Assignment
An exact restatement of the entire listing is needed, excluding all images.

Exercise materials
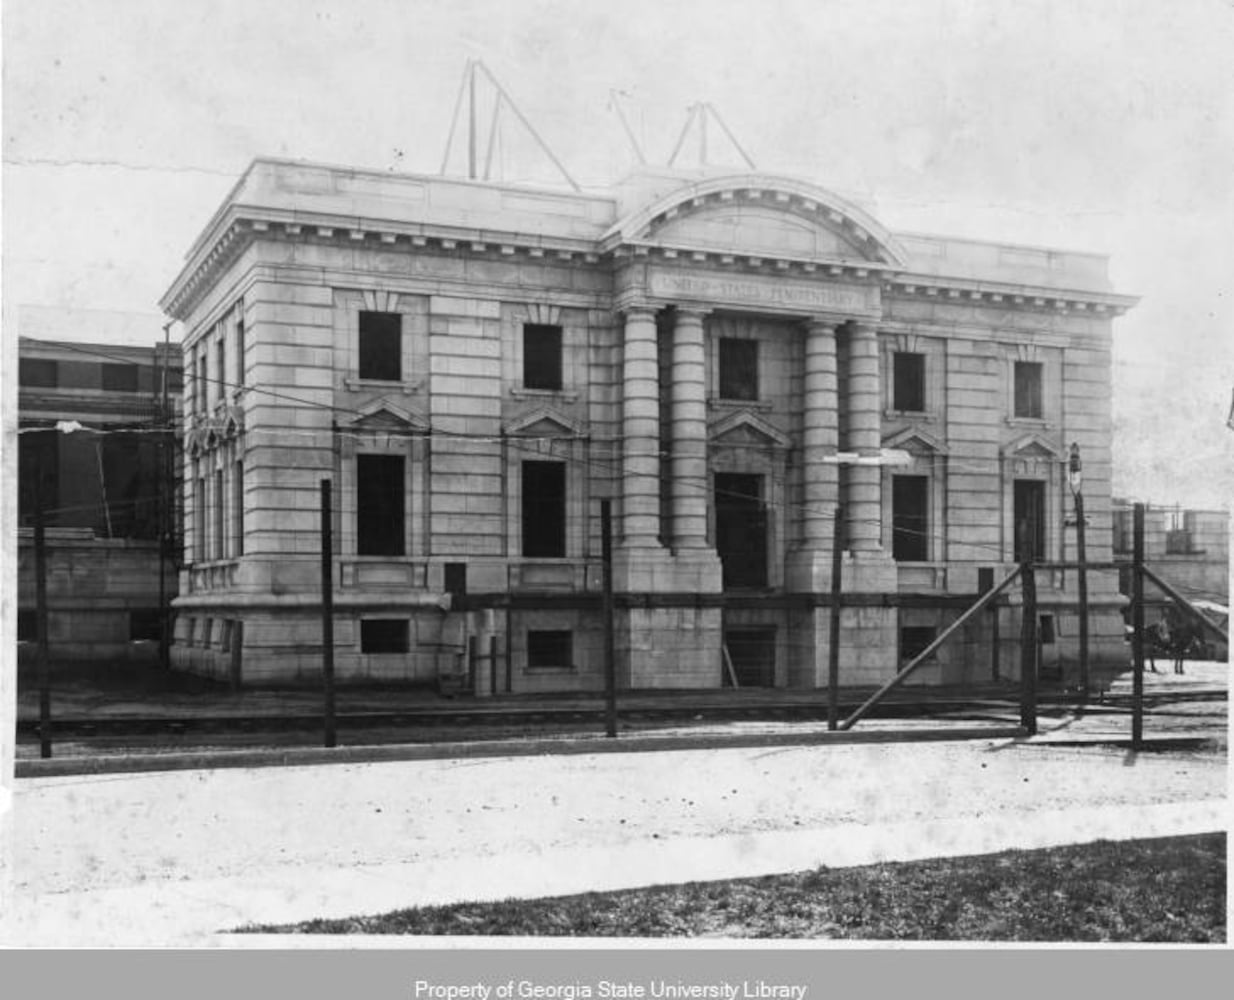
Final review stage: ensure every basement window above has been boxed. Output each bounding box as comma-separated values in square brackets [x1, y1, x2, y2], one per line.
[523, 323, 563, 390]
[361, 619, 409, 654]
[892, 352, 925, 412]
[527, 630, 572, 669]
[718, 338, 759, 401]
[358, 311, 402, 381]
[130, 610, 163, 642]
[900, 626, 937, 667]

Your response
Final review stage: ensure every basement window above has been boxed. Output each bounding box as comma-separated values in square brackets [x1, y1, x2, y2], one per line.
[523, 323, 563, 390]
[361, 619, 409, 654]
[892, 352, 925, 412]
[527, 630, 572, 669]
[718, 338, 759, 401]
[358, 311, 402, 381]
[130, 610, 163, 642]
[900, 626, 937, 667]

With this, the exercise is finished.